## What to produce
In the article on the film Matir Moina, why did people in East Pakistan protest the law on the official language? Answer in one to three sentences.

## Extract provided
The Dilemma of No Man’s Land
Matir Moina depicts the anxieties of the people of Bangladesh during the turbulent period preceding the War of Liberation
Souzeina Mushtaq Delhi
In the dimly lit, open air, Lodi, the Garden restaurant, people poured in, to watch the screening of an award winning Bangladeshi film, Matir Moina or The clay bird.
The film screening was organized by No Man’s Land, a New Delhi based dialogue and design studio to provide a space for South-Asian design, dialogue and culture. The date is significant for it was on February 21, 1952 that the indigenous people of East Bengal started the ‘Bhasha Andolan’.
In 1952, the students of the University of Dhaka and other political activists defied the law, which stated Urdu as the official language of Pakistan, including East Pakistan (now Bangladesh). Since East Pakistan had a majority who spoke Bengali, they expressed their discontent and organized a protest against this new law. The uprising saw many demonstrators getting killed at the hands of police, which provoked widespread civil unrest led by the Awami League. After many years of conflict, the government finally granted an official status to Bengali language in 1952. As a tribute to the Language Movement and the ethno-linguistic rights of people around the world, UNESCO, in the year 1999, declared February 21, as International Mother Language Day.
The film, Matir Moina is set against the backdrop of unrest in East Pakistan in the late 1960s leading up to the Bangladesh War of Liberation. Partly based on director Tariq Masud’s own childhood, the film narrates the story of Anu, a young country boy who is sent to a Madrassah (Islamic school) by his deeply religious father, Kazi. Away from his family, in the strict surroundings of the Madrassah, young Anu befriends an eccentric boy, Rokon who is forced by the teachers to undergo an exorcism by ducking in the freezing river to cure himself. The film focuses on the transition of Anu’s life from a festive pagan village life to a strict Madrassah life in the wake of political divisions in the country.
Anu’s father Kazi used to be a “modern liberal who dressed like Englishmen” when he got married to Ayesha Bibi, Anu’s mother. Ayesha was just fourteen when he married Kazi who was much older than her. She used to play with Milon, Kazi’s brother and spend her day. Then suddenly things changed as Kazi bid an adieu to his former Englishman life and became a deeply religious man ‘who grew a beard and wore a skullcap’.
Torn between his religious duties and his family’s Hindu practice, Kazi risks his own daughter’s life, who falls ill and dies because of Kazi's refusal to use conventional medicine. In this setting, this family comes to grips with its culture, its faith, and the brutal political changes entering its small-town world.
Director Tariq handles the childhood of Anu with considerable skill and emotion, partly because it depicts his own childhood in the changing political times in East Pakistan. Audience can relate to the misery of the child who tries to adapt to the ideology of his religious father, the firm Madrassah Moulvis and the political development in his country.

## Given data
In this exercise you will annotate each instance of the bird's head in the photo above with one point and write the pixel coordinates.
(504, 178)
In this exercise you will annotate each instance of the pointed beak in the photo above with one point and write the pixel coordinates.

## Response below
The law made Urdu the official language of Pakistan, including East Pakistan, but most people in East Pakistan spoke Bengali. They were unhappy with this and organized a protest against the new law.